Exercise:
Please reproduce the following article on The Hongkong and Shanghai Hotels' 2020 loss in full, word for word.

Passage to read:
________________
The Hongkong and Shanghai Hotels (HSH) reported a net loss of US$250 million in 2020 and its CEO Clement Kwok told CNBC on Wednesday that easing border restrictions and introducing vaccine passes will be essential to help revive business.
Kwok said HSH’s Peninsula Hotels in all locations, except for New York and Paris, are open but continue to operate at 20% to 40% capacity. Currently, the group whose flagship hotel is in Hong Kong, has been largely dependent on local business, promoting a series of staycations and experience packages.
“We’ve been able to maintain a certain level of business during this time,” Kwok said. “But really what we need most of all is to see an opening up.”
In Southeast Asia, Kwok said the military coup in Myanmar has stopped construction of the Peninsula Hotel in Yangon and that the group will reassess the immediate and long-term plans for the property. The budget has jumped from US$90 million to US$130 million, Kwok added.
The Peninsula New York started the year in a strong position as a RevPAR market leader in January, with robust food and beverage revenue and strong diplomatic business. However, due to the effects of the pandemic, the hotel temporarily closed on 20 March 2020 for the rest of the year. The hotel remains closed until June 1st. The property had to lay off or furlough the majority of its staff. The hotel kept all staff’s medical insurance benefits active until the end of the year to help ease the financial burden on those affected.
________________
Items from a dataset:

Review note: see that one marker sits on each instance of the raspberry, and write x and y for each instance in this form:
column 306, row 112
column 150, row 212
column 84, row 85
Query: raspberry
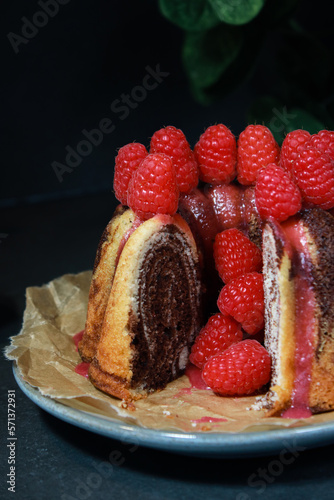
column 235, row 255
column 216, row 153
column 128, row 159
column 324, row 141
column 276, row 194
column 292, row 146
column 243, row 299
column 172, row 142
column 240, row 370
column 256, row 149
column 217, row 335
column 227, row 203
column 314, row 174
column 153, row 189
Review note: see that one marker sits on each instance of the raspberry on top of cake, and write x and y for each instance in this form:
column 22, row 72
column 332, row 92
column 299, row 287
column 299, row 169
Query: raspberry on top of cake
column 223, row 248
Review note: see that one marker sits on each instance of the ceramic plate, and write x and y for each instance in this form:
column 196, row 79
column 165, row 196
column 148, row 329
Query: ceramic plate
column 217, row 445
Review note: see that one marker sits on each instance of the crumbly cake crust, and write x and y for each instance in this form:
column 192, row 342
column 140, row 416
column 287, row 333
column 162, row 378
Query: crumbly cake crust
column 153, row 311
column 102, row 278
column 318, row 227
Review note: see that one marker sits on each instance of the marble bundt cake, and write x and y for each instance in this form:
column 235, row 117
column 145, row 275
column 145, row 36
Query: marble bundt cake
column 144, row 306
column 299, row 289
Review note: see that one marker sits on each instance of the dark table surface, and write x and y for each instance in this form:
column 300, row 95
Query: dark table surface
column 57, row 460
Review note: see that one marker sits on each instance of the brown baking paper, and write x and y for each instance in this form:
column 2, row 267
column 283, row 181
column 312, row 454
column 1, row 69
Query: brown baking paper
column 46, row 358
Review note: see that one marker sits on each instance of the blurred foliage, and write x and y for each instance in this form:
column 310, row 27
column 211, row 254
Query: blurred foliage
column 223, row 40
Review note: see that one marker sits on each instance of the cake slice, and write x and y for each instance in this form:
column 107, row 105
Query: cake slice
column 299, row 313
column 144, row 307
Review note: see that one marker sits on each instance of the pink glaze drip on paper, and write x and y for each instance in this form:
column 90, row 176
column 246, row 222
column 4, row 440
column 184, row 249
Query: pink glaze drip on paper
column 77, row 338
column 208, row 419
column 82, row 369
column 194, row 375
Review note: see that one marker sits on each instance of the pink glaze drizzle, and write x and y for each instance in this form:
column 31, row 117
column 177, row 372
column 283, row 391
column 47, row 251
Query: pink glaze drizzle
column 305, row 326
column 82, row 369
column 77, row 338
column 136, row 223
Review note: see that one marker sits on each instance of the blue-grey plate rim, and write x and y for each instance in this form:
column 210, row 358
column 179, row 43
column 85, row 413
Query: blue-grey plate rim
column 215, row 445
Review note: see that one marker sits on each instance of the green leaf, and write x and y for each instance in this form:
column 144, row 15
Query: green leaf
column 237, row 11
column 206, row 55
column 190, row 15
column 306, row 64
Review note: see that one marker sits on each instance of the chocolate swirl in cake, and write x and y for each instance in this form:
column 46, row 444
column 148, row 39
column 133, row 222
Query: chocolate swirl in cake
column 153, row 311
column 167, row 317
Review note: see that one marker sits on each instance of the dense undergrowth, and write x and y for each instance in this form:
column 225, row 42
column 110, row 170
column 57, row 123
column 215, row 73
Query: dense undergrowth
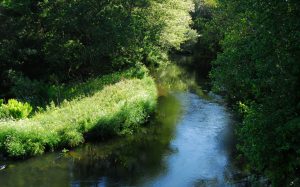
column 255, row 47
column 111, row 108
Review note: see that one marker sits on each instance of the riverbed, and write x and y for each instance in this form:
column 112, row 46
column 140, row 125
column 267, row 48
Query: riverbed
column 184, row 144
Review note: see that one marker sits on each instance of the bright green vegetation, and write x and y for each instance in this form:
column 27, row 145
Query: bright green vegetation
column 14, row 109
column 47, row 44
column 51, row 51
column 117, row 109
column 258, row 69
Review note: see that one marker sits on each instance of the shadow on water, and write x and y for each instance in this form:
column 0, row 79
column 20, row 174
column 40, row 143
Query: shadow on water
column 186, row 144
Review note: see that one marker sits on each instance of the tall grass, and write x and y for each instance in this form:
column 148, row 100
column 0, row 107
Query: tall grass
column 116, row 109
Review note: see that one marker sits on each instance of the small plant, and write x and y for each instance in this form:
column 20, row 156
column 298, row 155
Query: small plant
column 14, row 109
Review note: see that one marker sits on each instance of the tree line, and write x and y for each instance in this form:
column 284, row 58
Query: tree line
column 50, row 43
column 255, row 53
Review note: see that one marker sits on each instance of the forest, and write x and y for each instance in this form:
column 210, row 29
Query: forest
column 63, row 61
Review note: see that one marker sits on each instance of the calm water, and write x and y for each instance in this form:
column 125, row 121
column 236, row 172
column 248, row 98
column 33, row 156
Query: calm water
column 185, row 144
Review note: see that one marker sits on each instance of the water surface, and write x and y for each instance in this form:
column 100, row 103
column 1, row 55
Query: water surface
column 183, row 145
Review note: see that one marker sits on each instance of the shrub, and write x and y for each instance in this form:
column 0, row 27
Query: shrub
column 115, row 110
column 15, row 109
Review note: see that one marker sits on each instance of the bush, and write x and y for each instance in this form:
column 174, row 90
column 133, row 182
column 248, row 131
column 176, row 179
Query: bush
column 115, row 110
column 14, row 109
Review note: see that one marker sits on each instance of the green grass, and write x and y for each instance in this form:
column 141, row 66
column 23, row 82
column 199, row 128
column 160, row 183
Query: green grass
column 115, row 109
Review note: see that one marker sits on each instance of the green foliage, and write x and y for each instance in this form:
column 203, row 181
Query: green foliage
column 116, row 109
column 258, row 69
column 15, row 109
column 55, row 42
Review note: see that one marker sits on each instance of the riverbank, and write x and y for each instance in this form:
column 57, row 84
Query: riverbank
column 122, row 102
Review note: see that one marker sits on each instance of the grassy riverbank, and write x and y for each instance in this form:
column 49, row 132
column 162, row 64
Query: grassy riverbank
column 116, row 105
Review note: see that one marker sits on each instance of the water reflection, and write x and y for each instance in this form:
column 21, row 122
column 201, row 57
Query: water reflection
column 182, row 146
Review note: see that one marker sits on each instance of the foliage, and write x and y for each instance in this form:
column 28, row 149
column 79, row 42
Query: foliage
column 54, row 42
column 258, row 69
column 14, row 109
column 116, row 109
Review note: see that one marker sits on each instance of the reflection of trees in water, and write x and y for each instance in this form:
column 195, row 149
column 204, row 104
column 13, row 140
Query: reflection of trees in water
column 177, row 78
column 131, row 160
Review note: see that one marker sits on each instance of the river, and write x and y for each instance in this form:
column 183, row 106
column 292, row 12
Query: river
________________
Answer below:
The Hongkong and Shanghai Hotels (HSH) reported a net loss of US$250 million in 2020 and its CEO Clement Kwok told CNBC on Wednesday that easing border restrictions and introducing vaccine passes will be essential to help revive business.
Kwok said HSH’s Peninsula Hotels in all locations, except for New York and Paris, are open but continue to operate at 20% to 40% capacity. Currently, the group whose flagship hotel is in Hong Kong, has been largely dependent on local business, promoting a series of staycations and experience packages.
“We’ve been able to maintain a certain level of business during this time,” Kwok said. “But really what we need most of all is to see an opening up.”
In Southeast Asia, Kwok said the military coup in Myanmar has stopped construction of the Peninsula Hotel in Yangon and that the group will reassess the immediate and long-term plans for the property. The budget has jumped from US$90 million to US$130 million, Kwok added.
The Peninsula New York started the year in a strong position as a RevPAR market leader in January, with robust food and beverage revenue and strong diplomatic business. However, due to the effects of the pandemic, the hotel temporarily closed on 20 March 2020 for the rest of the year. The hotel remains closed until June 1st. The property had to lay off or furlough the majority of its staff. The hotel kept all staff’s medical insurance benefits active until the end of the year to help ease the financial burden on those affected.